TEXT ::

In [1]:
%load_ext autoreload
%autoreload 2

# TransducedLM vs FusedTransducedLM Benchmark

Compares two approaches to computing next-symbol log-probabilities through
an FST on the Penn Treebank tokenizer (~296 states, 257 input symbols):

- **TransducedLM**: two-phase (PeekabooState BFS decomposition, then LM-weighted search)
- **FusedTransducedLM**: single-pass (interleaved decomposition + LM search, no separate BFS)

Uses a 3-gram CharNgramLM as the inner LM, with per-call timeouts and a
process-wide memory limit.

In [2]:
import time, gc
import numpy as np

from transduction.util import Timeout, timelimit, set_memory_limit

# ---- Safety: memory limit (8 GB virtual address space) ----
import resource
_soft, _hard = resource.getrlimit(resource.RLIMIT_AS)
set_memory_limit(8)

CHALLENGE ::
Can you reproduce the benchmark notebook verbatim, from "Compares two approaches" up to and including "no separate BFS)"? Rely on the benchmark notebook alone for what it says.

COLLECTED MATERIAL ::
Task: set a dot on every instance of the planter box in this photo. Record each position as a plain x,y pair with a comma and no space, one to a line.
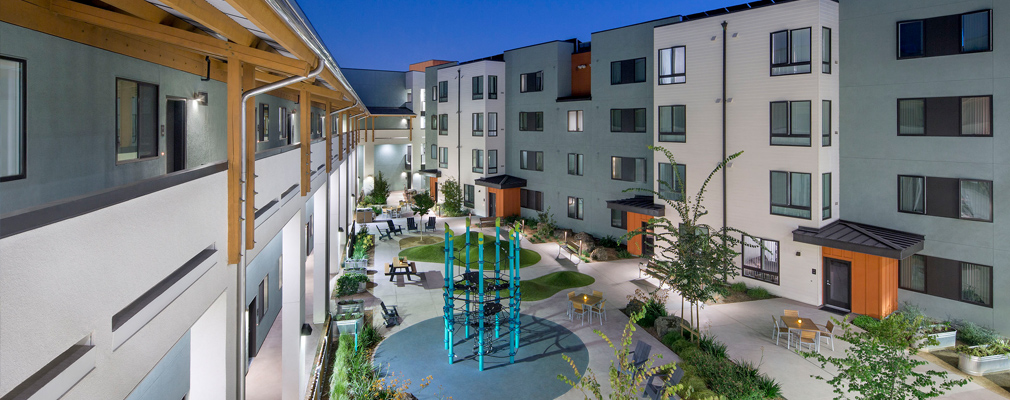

EXERCISE ANSWER ::
Compares two approaches to computing next-symbol log-probabilities through
an FST on the Penn Treebank tokenizer (~296 states, 257 input symbols):

- **TransducedLM**: two-phase (PeekabooState BFS decomposition, then LM-weighted search)
- **FusedTransducedLM**: single-pass (interleaved decomposition + LM search, no separate BFS)